Output every one of the following rows verbatim and in their original order, changing no character.

SOURCE RECORDS –
# # # # # # #
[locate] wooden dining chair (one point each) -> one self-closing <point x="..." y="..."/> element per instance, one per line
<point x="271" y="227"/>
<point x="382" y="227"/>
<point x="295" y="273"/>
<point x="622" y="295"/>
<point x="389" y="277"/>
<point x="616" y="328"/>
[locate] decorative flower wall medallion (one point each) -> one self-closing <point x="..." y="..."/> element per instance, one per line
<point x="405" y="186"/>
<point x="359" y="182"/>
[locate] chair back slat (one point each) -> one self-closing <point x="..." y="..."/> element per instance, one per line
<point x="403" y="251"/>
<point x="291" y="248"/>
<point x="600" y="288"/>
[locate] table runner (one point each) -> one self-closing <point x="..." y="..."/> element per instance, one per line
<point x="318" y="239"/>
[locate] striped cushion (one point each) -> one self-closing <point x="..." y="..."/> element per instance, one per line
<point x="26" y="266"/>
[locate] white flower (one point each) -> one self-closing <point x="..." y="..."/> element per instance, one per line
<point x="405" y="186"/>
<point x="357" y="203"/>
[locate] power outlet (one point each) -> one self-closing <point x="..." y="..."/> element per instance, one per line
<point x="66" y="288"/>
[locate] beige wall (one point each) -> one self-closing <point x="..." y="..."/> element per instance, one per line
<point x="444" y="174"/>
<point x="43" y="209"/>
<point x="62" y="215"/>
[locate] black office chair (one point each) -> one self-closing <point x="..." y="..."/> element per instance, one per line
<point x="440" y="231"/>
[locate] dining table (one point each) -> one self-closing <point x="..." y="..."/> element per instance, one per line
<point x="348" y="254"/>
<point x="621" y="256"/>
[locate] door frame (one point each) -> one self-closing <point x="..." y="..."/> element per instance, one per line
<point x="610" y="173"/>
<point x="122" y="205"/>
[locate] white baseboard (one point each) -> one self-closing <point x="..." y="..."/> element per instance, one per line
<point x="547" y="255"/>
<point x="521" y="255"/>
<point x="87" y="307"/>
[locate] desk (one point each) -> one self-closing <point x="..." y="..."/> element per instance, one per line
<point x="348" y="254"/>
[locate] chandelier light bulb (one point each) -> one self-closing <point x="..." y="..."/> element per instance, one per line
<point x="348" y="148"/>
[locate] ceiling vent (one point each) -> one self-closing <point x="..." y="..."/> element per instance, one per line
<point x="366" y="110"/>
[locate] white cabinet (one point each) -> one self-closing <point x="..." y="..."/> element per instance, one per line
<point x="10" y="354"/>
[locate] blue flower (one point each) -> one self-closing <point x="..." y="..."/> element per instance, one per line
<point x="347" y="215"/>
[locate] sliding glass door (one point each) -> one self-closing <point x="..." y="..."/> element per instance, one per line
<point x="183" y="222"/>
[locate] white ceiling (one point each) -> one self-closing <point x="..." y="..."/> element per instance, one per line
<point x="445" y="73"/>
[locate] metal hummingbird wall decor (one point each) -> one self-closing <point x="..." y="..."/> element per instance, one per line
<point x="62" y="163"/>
# # # # # # #
FINISHED EXERCISE –
[locate] wooden dining chair (one point each) -> one self-closing <point x="..." y="..."/> element per instance, one per line
<point x="271" y="227"/>
<point x="382" y="227"/>
<point x="295" y="273"/>
<point x="622" y="295"/>
<point x="389" y="277"/>
<point x="616" y="328"/>
[locate] decorative flower wall medallion (one point each) -> one self-closing <point x="..." y="..."/> element per instance, one per line
<point x="405" y="186"/>
<point x="359" y="182"/>
[locate] chair back slat (one point each) -> one self-closing <point x="..." y="..."/> element per instance, one per line
<point x="403" y="251"/>
<point x="291" y="248"/>
<point x="600" y="288"/>
[locate] table runner (one point each) -> one self-closing <point x="..." y="..."/> element per instance, one per line
<point x="318" y="239"/>
[locate] striped cushion (one point each) -> one self-closing <point x="..." y="..."/> element per instance, one per line
<point x="26" y="266"/>
[locate] white flower (one point each) -> one self-closing <point x="..." y="..."/> element per instance, one per line
<point x="405" y="186"/>
<point x="357" y="203"/>
[locate] power outlet (one point each) -> one self-closing <point x="..." y="..."/> element per instance, one per line
<point x="66" y="288"/>
[locate] beige wall (one point each) -> one self-closing <point x="..." y="..."/> element per instance, one per line
<point x="444" y="174"/>
<point x="43" y="209"/>
<point x="62" y="215"/>
[locate] black office chair (one point each) -> one self-closing <point x="..." y="..."/> element per instance, one per line
<point x="440" y="231"/>
[locate] dining table (one point each) -> one self-closing <point x="..." y="..."/> element per instance, one per line
<point x="348" y="254"/>
<point x="621" y="256"/>
[locate] door frame (one point each) -> one self-closing <point x="..." y="..."/> element per instance, one per line
<point x="610" y="173"/>
<point x="122" y="205"/>
[locate] white baseboard (one point each) -> one self-closing <point x="..." y="..."/> element per instance, one per line
<point x="547" y="255"/>
<point x="521" y="255"/>
<point x="87" y="307"/>
[locate] desk (one point each) -> one self-closing <point x="..." y="..."/> element per instance, one per line
<point x="348" y="254"/>
[locate] chandelier light bulb (one point each) -> one self-closing <point x="..." y="..."/> element per instance, one per line
<point x="348" y="148"/>
[locate] ceiling vent (one point each) -> one self-closing <point x="..." y="..."/> element per instance, one per line
<point x="366" y="110"/>
[locate] white cabinet (one point each) -> one self-closing <point x="..." y="..."/> element per instance, one per line
<point x="10" y="354"/>
[locate] blue flower (one point each) -> one self-closing <point x="..." y="..."/> element per instance, one per line
<point x="347" y="215"/>
[locate] sliding glass door (one point each) -> one self-closing <point x="..." y="..."/> element per instance, one per line
<point x="183" y="222"/>
[locate] white ceiling (one point each) -> one self-closing <point x="..." y="..."/> element per instance, one per line
<point x="445" y="73"/>
[locate] metal hummingbird wall decor (one point each) -> one self-closing <point x="..." y="..."/> element per instance, one per line
<point x="62" y="163"/>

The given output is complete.